Yes, I completely agree with you. In fact, this sentence is found in Sec 1 and it uses 'did'. I first read it as you did, then I thought that the writer uses 'they' to refer to 'children and mothers'. It is illogical to say that 'they' refers to 'fewer children and mothers' as the sentence will be meaningless then.
Hi, Ahmed_btm—Your proposal here is very interesting, and I've been giving it a lot of thought. The "they" in the "than"-clause doesn't sit well with me on any interpretation in which it is co-referent with the subject of the main clause.
Also, if we replaced "they" with "children and mothers," the sentence would still strike me as grammatically ill-formed. I believe that there is a restriction here whereby, if the second subject is the same, it can't be expressed.
Although I am still doing some research on this matter, I have just thought of a nifty way to demonstrate that the restriction I am talking about is real. Consider the following sentences:
(1a) Fewer people have health problems than animals do.

* DATASET CONTENT:
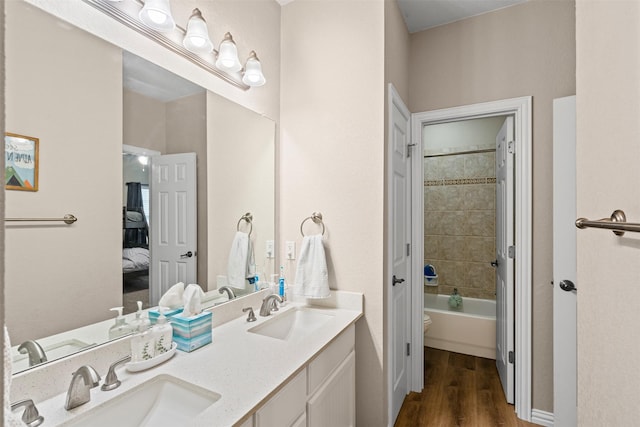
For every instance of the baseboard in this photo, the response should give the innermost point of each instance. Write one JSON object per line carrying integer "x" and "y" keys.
{"x": 543, "y": 418}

* WHAT YOU WILL DO:
In the grammar discussion, which section contains the sentence that uses 'did'?

* TASK OUTPUT:
Sec 1